> WHAT IS NEEDED
Find the line below that contains "Target: forearm tattoo". Transcribe it and every line after it exactly, adding nothing.

··· EXERCISE MATERIALS ···

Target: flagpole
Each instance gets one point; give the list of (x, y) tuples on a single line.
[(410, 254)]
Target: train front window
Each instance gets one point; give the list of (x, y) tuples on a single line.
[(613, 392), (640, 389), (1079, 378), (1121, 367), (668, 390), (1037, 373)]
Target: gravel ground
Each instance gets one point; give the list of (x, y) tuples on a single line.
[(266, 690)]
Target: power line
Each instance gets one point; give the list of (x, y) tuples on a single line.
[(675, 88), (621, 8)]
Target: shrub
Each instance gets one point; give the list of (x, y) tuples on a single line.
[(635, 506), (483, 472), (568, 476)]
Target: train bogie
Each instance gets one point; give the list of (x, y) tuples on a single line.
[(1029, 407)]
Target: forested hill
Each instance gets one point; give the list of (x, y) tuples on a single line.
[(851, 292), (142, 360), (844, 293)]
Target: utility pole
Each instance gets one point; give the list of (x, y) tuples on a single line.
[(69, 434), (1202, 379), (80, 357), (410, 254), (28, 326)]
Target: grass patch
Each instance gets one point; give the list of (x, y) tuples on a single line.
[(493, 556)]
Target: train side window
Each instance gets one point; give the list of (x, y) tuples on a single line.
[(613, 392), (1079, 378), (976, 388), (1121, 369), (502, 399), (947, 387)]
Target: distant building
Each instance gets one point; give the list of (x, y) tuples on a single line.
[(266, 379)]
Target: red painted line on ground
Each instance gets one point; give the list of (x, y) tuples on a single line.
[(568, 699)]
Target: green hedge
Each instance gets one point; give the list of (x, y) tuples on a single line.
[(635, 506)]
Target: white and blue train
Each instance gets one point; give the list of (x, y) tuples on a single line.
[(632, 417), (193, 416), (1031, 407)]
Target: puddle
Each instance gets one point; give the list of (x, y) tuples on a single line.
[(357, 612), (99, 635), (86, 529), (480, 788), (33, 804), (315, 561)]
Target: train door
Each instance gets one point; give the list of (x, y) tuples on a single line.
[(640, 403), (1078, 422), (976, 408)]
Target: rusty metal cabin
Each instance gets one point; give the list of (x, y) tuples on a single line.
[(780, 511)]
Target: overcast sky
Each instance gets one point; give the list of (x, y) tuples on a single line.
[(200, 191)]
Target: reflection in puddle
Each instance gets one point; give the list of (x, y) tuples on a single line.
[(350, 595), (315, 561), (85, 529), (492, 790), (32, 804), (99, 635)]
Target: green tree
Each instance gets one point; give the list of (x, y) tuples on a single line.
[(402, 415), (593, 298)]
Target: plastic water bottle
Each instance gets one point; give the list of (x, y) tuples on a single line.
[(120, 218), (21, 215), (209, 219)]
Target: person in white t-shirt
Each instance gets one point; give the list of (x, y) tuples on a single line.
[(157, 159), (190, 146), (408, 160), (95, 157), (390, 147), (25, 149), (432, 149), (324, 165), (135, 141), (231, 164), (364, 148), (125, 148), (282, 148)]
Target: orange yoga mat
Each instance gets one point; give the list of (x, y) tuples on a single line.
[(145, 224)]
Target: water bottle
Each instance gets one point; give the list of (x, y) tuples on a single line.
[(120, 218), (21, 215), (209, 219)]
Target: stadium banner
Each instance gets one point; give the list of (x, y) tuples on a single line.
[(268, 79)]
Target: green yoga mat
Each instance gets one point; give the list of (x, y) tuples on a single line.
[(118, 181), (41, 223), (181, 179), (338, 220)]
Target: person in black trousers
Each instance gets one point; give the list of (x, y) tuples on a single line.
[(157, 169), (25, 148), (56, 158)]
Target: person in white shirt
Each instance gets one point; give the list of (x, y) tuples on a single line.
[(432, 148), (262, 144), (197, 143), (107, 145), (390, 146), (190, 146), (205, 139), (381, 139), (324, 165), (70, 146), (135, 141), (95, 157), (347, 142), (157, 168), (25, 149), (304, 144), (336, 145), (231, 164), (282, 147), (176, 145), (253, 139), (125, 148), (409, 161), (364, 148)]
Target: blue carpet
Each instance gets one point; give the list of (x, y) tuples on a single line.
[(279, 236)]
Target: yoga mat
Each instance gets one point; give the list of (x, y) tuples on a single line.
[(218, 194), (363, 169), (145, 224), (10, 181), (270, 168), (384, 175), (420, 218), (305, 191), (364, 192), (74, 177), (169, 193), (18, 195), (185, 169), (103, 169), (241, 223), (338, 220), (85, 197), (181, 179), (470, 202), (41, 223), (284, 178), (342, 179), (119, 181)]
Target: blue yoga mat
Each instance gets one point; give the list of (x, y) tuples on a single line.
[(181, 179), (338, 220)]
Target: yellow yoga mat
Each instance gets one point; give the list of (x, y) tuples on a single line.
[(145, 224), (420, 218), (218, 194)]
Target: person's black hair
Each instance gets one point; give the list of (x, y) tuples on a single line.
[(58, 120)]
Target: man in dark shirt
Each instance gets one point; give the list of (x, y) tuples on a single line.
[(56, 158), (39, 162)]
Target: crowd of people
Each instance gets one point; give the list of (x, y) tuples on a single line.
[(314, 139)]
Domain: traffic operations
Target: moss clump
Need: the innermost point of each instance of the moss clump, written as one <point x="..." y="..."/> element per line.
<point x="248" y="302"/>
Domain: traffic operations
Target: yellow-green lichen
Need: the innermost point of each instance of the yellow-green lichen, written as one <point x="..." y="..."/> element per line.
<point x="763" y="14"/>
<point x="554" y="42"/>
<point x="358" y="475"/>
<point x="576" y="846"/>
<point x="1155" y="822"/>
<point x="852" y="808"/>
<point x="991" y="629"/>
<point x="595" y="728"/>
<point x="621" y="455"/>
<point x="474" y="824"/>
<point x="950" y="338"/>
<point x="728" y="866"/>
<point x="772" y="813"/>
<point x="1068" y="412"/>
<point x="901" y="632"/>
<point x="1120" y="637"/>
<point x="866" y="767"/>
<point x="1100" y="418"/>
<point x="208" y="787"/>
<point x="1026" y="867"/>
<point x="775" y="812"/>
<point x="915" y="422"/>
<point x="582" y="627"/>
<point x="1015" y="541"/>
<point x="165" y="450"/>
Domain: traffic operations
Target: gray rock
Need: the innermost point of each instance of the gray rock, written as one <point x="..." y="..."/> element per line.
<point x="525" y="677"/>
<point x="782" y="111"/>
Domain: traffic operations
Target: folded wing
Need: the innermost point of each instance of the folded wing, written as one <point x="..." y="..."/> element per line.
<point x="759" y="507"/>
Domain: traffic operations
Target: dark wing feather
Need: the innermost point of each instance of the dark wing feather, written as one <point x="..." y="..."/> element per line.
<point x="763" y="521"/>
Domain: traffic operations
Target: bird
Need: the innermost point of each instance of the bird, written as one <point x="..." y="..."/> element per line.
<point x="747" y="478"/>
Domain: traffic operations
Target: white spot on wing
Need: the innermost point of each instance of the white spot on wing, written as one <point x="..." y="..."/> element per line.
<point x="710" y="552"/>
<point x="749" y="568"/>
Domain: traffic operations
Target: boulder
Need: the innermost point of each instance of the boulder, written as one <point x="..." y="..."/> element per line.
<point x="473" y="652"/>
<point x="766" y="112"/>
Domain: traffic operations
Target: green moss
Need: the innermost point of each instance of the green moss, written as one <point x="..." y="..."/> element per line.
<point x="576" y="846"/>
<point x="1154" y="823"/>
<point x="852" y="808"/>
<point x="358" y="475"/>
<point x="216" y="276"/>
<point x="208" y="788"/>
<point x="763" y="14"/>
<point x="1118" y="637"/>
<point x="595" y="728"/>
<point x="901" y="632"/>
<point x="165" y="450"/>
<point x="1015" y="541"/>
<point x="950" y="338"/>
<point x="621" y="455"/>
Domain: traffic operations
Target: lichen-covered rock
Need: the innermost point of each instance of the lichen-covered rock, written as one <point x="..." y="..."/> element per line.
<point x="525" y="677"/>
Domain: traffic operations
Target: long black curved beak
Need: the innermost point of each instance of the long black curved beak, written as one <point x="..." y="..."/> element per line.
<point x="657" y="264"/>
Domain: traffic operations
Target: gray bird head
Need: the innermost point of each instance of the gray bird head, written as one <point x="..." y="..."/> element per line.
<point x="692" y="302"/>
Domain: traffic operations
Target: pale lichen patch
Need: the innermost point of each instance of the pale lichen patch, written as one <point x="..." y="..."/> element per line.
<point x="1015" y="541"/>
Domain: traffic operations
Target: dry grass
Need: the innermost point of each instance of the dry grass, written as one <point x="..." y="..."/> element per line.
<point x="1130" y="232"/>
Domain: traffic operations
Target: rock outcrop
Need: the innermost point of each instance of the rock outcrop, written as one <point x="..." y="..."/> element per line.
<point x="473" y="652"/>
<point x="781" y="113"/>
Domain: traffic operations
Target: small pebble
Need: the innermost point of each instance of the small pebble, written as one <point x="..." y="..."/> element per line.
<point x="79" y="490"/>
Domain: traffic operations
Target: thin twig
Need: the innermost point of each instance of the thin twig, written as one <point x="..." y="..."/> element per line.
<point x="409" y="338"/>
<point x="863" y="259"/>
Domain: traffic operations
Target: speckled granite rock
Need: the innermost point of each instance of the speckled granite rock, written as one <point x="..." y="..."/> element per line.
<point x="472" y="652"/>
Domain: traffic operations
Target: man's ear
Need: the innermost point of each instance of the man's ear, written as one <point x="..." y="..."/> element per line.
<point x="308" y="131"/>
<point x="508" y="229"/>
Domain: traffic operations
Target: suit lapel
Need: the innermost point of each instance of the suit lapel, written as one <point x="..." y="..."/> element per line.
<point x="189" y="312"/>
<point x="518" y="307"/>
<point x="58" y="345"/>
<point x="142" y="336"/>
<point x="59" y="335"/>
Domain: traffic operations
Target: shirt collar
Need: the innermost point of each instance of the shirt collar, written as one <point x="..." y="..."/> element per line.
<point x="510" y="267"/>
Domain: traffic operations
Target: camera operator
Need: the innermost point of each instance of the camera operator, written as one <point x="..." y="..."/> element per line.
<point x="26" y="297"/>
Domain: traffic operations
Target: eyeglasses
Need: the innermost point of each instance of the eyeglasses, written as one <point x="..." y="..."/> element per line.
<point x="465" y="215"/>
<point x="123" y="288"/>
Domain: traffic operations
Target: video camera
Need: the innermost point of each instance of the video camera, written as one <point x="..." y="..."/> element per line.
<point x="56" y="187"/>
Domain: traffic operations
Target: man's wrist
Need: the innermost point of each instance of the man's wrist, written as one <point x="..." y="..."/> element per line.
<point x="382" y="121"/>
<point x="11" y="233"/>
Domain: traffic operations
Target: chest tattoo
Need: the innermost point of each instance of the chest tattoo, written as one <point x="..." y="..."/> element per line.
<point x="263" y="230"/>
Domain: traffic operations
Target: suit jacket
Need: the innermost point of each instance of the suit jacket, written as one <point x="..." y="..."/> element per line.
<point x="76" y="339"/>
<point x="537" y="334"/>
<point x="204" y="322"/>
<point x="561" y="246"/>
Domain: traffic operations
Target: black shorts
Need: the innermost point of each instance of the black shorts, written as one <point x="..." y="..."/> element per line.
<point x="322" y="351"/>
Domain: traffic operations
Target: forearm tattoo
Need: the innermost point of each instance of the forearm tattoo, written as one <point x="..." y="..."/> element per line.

···

> OUTPUT OF THE TASK
Target: forearm tattoo
Need: the innermost point of each instance of the forearm tattoo, written as one <point x="..." y="..."/> element per line.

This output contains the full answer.